* [Exercise goal]: Rename "drainpipe" to "downspout" throughout the listing below, reproducing every line with no other changes. Leave the pictures out of your copy.

***

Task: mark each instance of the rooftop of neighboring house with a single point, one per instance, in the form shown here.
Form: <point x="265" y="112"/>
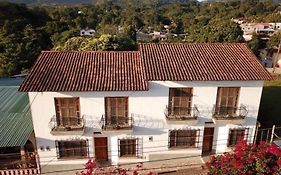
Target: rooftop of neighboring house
<point x="131" y="70"/>
<point x="15" y="115"/>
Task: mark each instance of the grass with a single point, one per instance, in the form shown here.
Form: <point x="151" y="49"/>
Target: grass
<point x="270" y="106"/>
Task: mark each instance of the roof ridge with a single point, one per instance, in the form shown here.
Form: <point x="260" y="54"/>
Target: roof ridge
<point x="57" y="51"/>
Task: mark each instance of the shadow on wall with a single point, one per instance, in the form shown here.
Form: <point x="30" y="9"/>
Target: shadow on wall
<point x="44" y="144"/>
<point x="270" y="111"/>
<point x="155" y="89"/>
<point x="148" y="131"/>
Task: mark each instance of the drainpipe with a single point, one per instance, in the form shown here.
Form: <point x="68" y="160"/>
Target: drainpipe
<point x="256" y="131"/>
<point x="272" y="134"/>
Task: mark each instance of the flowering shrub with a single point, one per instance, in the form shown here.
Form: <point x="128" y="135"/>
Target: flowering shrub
<point x="247" y="159"/>
<point x="91" y="168"/>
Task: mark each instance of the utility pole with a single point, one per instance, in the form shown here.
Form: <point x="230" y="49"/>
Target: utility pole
<point x="275" y="59"/>
<point x="272" y="134"/>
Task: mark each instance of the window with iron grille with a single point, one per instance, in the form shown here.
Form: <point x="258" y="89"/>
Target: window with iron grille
<point x="72" y="149"/>
<point x="129" y="147"/>
<point x="184" y="138"/>
<point x="236" y="135"/>
<point x="116" y="110"/>
<point x="180" y="101"/>
<point x="67" y="111"/>
<point x="227" y="99"/>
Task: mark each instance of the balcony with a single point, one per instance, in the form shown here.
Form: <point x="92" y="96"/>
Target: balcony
<point x="181" y="114"/>
<point x="67" y="125"/>
<point x="229" y="112"/>
<point x="114" y="123"/>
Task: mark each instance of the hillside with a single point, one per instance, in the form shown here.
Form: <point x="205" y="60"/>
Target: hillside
<point x="53" y="2"/>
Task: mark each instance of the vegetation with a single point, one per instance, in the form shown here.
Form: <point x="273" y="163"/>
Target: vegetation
<point x="26" y="30"/>
<point x="248" y="159"/>
<point x="91" y="168"/>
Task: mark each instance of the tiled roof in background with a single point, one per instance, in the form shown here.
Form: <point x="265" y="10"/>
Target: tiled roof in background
<point x="15" y="115"/>
<point x="86" y="71"/>
<point x="201" y="62"/>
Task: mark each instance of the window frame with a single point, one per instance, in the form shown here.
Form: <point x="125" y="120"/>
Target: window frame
<point x="173" y="139"/>
<point x="62" y="152"/>
<point x="181" y="98"/>
<point x="59" y="107"/>
<point x="133" y="152"/>
<point x="108" y="110"/>
<point x="233" y="140"/>
<point x="227" y="109"/>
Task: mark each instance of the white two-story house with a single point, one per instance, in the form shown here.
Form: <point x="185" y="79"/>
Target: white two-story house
<point x="162" y="101"/>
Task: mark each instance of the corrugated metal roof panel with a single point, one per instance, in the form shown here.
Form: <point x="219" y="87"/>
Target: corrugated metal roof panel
<point x="15" y="116"/>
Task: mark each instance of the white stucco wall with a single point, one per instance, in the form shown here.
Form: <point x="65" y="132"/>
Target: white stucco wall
<point x="150" y="120"/>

***

* [Result of this task]:
Task: mark each instance of the rooftop of neighboring house with a single point, one per instance, in the form shown here.
Form: <point x="265" y="112"/>
Target: rooftop of neighboring house
<point x="131" y="70"/>
<point x="15" y="115"/>
Task: mark each instance of the grass with a single point, one per instance, in the form shown here.
Form: <point x="151" y="49"/>
Target: grass
<point x="270" y="106"/>
Task: mark each instance of the roof ridge with a single point, one per instance, in the form shown here.
Form: <point x="260" y="54"/>
Target: roof ridge
<point x="57" y="51"/>
Task: mark each instance of the shadow on wall with a single point, one per instance, in the form shown here.
Form: <point x="30" y="9"/>
Target: shadow on wall
<point x="44" y="144"/>
<point x="270" y="111"/>
<point x="155" y="89"/>
<point x="148" y="131"/>
Task: mark each instance of the downspout with a single point, one per instance, in the form shown here.
Form: <point x="68" y="160"/>
Target: downspout
<point x="256" y="131"/>
<point x="272" y="134"/>
Task: mark each instance of the flowering shrub with a single point, one per instance, in the form shown here.
Form: <point x="128" y="135"/>
Target: flowering shrub
<point x="247" y="159"/>
<point x="91" y="168"/>
Task: mark each instance of the utility pole with a single point, one per instance, in the form shown here.
Form: <point x="230" y="49"/>
Target: utility pole
<point x="275" y="59"/>
<point x="272" y="134"/>
Task: mark each instance of the window with iron grille with a single point, one per instance, in the form shown here.
Form: <point x="258" y="89"/>
Target: window with iron grille
<point x="72" y="149"/>
<point x="129" y="147"/>
<point x="184" y="138"/>
<point x="236" y="135"/>
<point x="116" y="110"/>
<point x="180" y="101"/>
<point x="67" y="111"/>
<point x="227" y="99"/>
Task: mark each instance of the balcony with a single point, one per instance, in the form shown here.
Form: <point x="92" y="96"/>
Target: balcony
<point x="181" y="114"/>
<point x="67" y="125"/>
<point x="229" y="112"/>
<point x="114" y="123"/>
Task: mark each instance of the hillside with a single point, one per instance, in the form shown here.
Form: <point x="205" y="60"/>
Target: hillside
<point x="53" y="2"/>
Task: mark each instance of the vegetation with a single point, one per instance, in the form shown here.
Form: <point x="273" y="163"/>
Target: vegetation
<point x="26" y="30"/>
<point x="248" y="159"/>
<point x="91" y="168"/>
Task: mark each instance of the tiled roof in background with a single point, one per instance, in the form shown here.
Form: <point x="265" y="10"/>
Target: tiled roof in background
<point x="15" y="115"/>
<point x="86" y="71"/>
<point x="201" y="62"/>
Task: mark each instance of the window frame with a single point, one per instance, in the form shown here.
Form: <point x="125" y="120"/>
Target: window frame
<point x="173" y="139"/>
<point x="62" y="152"/>
<point x="181" y="98"/>
<point x="59" y="107"/>
<point x="133" y="152"/>
<point x="108" y="110"/>
<point x="233" y="140"/>
<point x="227" y="109"/>
Task: mark each instance of the white two-story house with a single point, one per instance, in the form shown here.
Form: <point x="185" y="79"/>
Target: white two-story house
<point x="162" y="101"/>
Task: mark each instance of the corrugated metal roof panel with a single point, one per instance, in the form shown here.
Form: <point x="219" y="87"/>
Target: corrugated metal roof panel
<point x="15" y="116"/>
Task: mark each instance of the white stucco wall with a single point, one per instance, in the form shown here.
Form: <point x="65" y="132"/>
Target: white stucco wall
<point x="150" y="120"/>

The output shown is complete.